(Stored items from a collection)
* * * * *
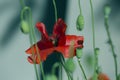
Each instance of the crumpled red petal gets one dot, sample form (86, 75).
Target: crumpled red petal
(46, 45)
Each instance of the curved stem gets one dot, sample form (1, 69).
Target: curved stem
(55, 8)
(93, 33)
(69, 77)
(112, 47)
(82, 69)
(80, 7)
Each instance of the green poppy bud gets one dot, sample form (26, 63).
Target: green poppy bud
(107, 11)
(97, 50)
(80, 22)
(79, 52)
(50, 77)
(70, 65)
(24, 27)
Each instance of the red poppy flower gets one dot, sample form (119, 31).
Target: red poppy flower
(58, 41)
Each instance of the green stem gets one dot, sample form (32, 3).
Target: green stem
(22, 3)
(32, 39)
(68, 74)
(55, 8)
(93, 33)
(80, 7)
(82, 69)
(112, 47)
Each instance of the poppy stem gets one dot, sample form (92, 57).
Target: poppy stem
(80, 7)
(22, 3)
(32, 39)
(82, 69)
(93, 33)
(112, 47)
(68, 74)
(55, 8)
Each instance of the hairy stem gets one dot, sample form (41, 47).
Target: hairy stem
(112, 47)
(93, 33)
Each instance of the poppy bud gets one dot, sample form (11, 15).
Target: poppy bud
(24, 27)
(78, 52)
(70, 65)
(97, 50)
(51, 77)
(80, 22)
(107, 11)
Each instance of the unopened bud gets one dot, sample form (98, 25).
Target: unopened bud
(80, 22)
(79, 52)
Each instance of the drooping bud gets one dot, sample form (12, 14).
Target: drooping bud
(24, 27)
(80, 22)
(79, 52)
(70, 65)
(107, 11)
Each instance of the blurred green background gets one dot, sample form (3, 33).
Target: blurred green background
(13, 60)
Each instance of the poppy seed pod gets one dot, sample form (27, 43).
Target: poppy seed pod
(24, 27)
(107, 11)
(70, 65)
(78, 52)
(80, 22)
(97, 50)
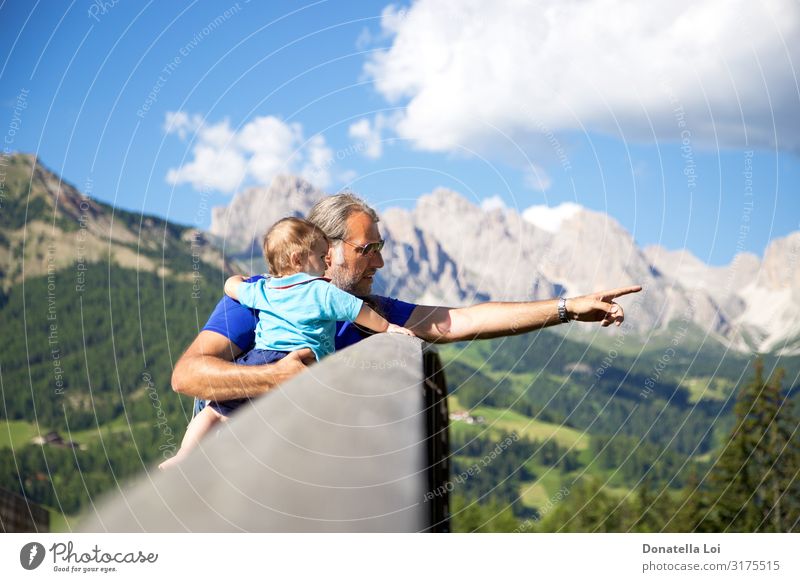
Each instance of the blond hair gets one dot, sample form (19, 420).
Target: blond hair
(288, 236)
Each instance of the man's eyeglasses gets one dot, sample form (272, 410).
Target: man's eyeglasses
(367, 249)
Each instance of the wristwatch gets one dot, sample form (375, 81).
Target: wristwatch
(562, 310)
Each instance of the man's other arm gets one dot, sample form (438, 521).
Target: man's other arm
(206, 370)
(496, 319)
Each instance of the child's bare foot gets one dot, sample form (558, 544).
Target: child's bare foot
(398, 329)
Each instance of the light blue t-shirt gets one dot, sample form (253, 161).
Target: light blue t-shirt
(298, 311)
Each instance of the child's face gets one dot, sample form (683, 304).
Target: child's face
(316, 261)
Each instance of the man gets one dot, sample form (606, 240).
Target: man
(206, 370)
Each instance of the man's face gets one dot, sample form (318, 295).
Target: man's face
(350, 270)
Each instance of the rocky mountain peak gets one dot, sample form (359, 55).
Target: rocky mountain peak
(253, 211)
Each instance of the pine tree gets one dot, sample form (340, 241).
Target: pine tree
(754, 484)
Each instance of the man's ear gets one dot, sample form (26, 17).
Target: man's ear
(297, 258)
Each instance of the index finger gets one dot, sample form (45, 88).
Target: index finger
(611, 294)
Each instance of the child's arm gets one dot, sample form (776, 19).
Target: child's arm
(368, 318)
(232, 285)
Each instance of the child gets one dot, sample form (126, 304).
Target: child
(298, 308)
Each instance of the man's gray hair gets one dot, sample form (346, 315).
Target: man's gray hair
(331, 213)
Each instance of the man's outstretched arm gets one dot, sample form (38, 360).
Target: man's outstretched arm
(495, 319)
(206, 370)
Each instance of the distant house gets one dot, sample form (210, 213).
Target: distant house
(465, 416)
(54, 439)
(578, 368)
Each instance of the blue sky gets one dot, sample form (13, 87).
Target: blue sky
(394, 102)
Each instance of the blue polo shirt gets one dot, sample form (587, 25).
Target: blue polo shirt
(238, 323)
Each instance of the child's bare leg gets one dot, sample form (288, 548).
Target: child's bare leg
(199, 426)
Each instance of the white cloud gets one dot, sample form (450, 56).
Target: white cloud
(548, 218)
(493, 203)
(470, 72)
(537, 179)
(317, 169)
(224, 159)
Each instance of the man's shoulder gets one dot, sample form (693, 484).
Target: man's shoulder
(394, 310)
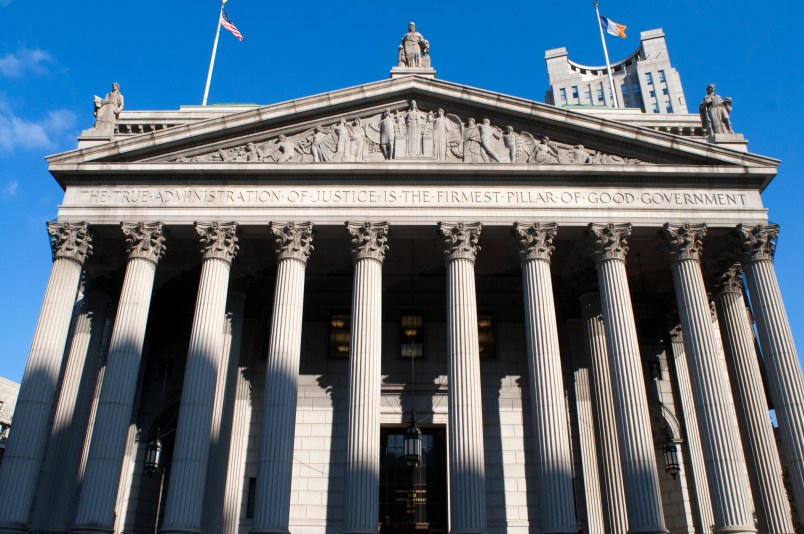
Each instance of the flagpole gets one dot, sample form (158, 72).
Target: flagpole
(616, 101)
(212, 59)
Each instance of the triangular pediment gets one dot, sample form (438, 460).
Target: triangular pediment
(411, 119)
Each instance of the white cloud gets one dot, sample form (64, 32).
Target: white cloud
(20, 132)
(10, 190)
(24, 60)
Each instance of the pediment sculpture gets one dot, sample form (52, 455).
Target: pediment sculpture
(411, 135)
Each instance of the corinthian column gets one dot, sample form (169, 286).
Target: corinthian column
(71, 244)
(188, 469)
(96, 505)
(467, 472)
(272, 502)
(773, 509)
(553, 461)
(640, 479)
(719, 439)
(363, 442)
(778, 350)
(611, 471)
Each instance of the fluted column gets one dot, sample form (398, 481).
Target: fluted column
(611, 471)
(467, 472)
(221, 456)
(272, 502)
(71, 244)
(96, 505)
(719, 440)
(640, 479)
(361, 504)
(188, 469)
(588, 446)
(770, 497)
(551, 443)
(784, 377)
(57, 498)
(697, 467)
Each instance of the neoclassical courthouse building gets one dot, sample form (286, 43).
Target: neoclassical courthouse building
(248, 304)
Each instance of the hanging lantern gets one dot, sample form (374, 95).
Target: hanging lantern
(413, 443)
(671, 465)
(153, 456)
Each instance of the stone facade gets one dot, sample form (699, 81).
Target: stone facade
(291, 282)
* * * * *
_PROBLEM_:
The full data, repeated exactly and stripped of its pictures, is the expected answer.

_EXERCISE ANSWER_:
Each instance of the crumpled red petal gets one dot, sample form (86, 75).
Target: crumpled red petal
(46, 45)
Each instance of the curved stem gets one dot, sample form (1, 69).
Target: curved stem
(55, 8)
(93, 33)
(69, 77)
(112, 47)
(82, 69)
(80, 7)
Each instance of the green poppy bud gets one dot, sample form (26, 63).
Target: green poppy bud
(107, 11)
(97, 50)
(80, 22)
(79, 52)
(50, 77)
(70, 65)
(24, 27)
Each instance of the red poppy flower gets one dot, sample form (119, 31).
Target: red poppy flower
(58, 41)
Each instance of the green stem gets one dot, sample form (32, 3).
Target: green stem
(22, 3)
(32, 39)
(68, 74)
(55, 8)
(93, 33)
(80, 7)
(82, 69)
(112, 47)
Each instance of the poppy stem gets one dot, sample form (92, 57).
Target: poppy stem
(80, 7)
(22, 3)
(32, 39)
(82, 69)
(93, 33)
(112, 47)
(68, 74)
(55, 8)
Each instance of the hairy stem gets one dot, sample form (41, 47).
Target: hairy stem
(112, 47)
(93, 33)
Each instance of the poppy bud gets one dot, sample form (11, 15).
Target: poppy bud
(24, 27)
(78, 52)
(70, 65)
(97, 50)
(51, 77)
(80, 22)
(107, 11)
Each instance of the unopened bud gets one dot, sample form (98, 25).
Target: unopened bud
(80, 22)
(79, 52)
Each instance of the drooping bud gets one dot, sample form (12, 14).
Target: drooping bud
(24, 27)
(80, 22)
(79, 52)
(70, 65)
(107, 11)
Each instance of the blurred green background gets one dot, sample form (3, 33).
Target: blurred green background
(13, 60)
Each instance of the poppy seed pod gets one dot, sample form (27, 43).
Target: poppy seed pod
(24, 27)
(107, 11)
(70, 65)
(78, 52)
(80, 22)
(97, 50)
Each instance of the blond hair gets one dot, sample form (19, 420).
Target: blond hair
(288, 236)
Each instance of the man's eyeglasses gets one dot, sample form (272, 410).
Target: man's eyeglasses
(367, 249)
Each instance of the wristwatch gets one dot, sample form (375, 81).
Target: wristwatch
(562, 310)
Each instance of the man's other arm gets one dot, sample form (438, 521).
Target: man's other arm
(206, 370)
(496, 319)
Each instance of the child's bare foot gets one dot, sample form (558, 544).
Target: child's bare foot
(398, 329)
Each instance of the light blue t-shirt gets one dot, sample form (253, 161).
Target: light blue t-shirt
(298, 311)
Each instance of the child's face gets one dot, sample form (683, 304).
Target: child's face
(316, 261)
Each instance of the man gets one dot, sample form (606, 240).
Target: man
(206, 370)
Each instance of the man's face gets one dot, sample form (318, 295).
Target: man's face
(350, 270)
Each instance of the rocky mountain peak gets one dot, sample form (359, 55).
Target: rocky mountain peak
(253, 211)
Each instance of the pine tree gets one dot, sample form (340, 241).
Target: pine tree
(754, 484)
Each instance of the man's ear gets one dot, sample form (26, 17).
Target: man's ear
(297, 258)
Each instance of the index finger gets one dot, sample form (45, 88).
Target: index finger
(611, 294)
Each instance of the child's arm gets one dot, sample form (776, 19).
Target: child's arm
(368, 318)
(232, 285)
Each instance of the child gets one dot, sample form (126, 304).
Target: child
(298, 308)
Each instance of the man's gray hair gets one dot, sample form (346, 315).
Target: man's gray hair
(331, 213)
Each instance of the man's outstretched arm gets one dot, sample form (38, 360).
Target: man's outstretched arm
(495, 319)
(206, 370)
Each instance of the distant house gets one dot, sample form (210, 213).
Target: distant house
(465, 416)
(54, 439)
(578, 368)
Each instance of the blue sky gets one dot, sample form (13, 87).
Target: blue sky
(394, 102)
Each instance of the blue polo shirt gets one dot, sample form (587, 25).
Target: blue polo shirt
(238, 323)
Each instance of the child's bare leg gets one dot, sample form (288, 548).
Target: child's bare leg
(199, 426)
Each instance of the white cloud gets one dot, sample form (450, 56).
Target: white cloud
(548, 218)
(493, 203)
(470, 72)
(537, 179)
(317, 169)
(224, 159)
Each instance of the man's shoulder gets one dot, sample form (693, 484).
Target: man's shoulder
(394, 310)
Each instance of the flagpole gets one dot, sample form (158, 72).
Target: flagpole
(616, 101)
(212, 59)
Each instance of the triangular pediment gets one dot, sample form (438, 460).
Target: triangular pediment
(411, 119)
Each instance of the white cloud gets one dot, sample form (64, 32).
Target: white cloud
(20, 132)
(10, 190)
(24, 60)
Each instance of the pediment sculpture gets one dot, sample form (52, 455).
Target: pediment sculpture
(411, 135)
Each instance of the corinthian column gets one dot, sample form (169, 286).
Target: corinthian column
(71, 244)
(188, 469)
(96, 505)
(467, 472)
(272, 502)
(773, 509)
(553, 461)
(640, 479)
(719, 439)
(363, 442)
(778, 350)
(611, 471)
Each instance of the fluted column gets one dot, sample form (398, 481).
Target: fluted column
(611, 471)
(467, 472)
(221, 456)
(272, 502)
(71, 244)
(96, 505)
(719, 440)
(640, 479)
(361, 504)
(188, 469)
(588, 446)
(770, 497)
(551, 443)
(784, 377)
(57, 498)
(697, 467)
Each instance of the neoclassical courthouse building gets one dot, sample form (286, 43).
Target: neoclassical courthouse building
(248, 304)
Each instance of the hanging lantern gets one dot, sample form (374, 95).
Target: hanging lantern
(413, 443)
(671, 465)
(153, 456)
Each instance of the stone facade gets one dot, sample form (699, 81).
Target: stone facade
(291, 282)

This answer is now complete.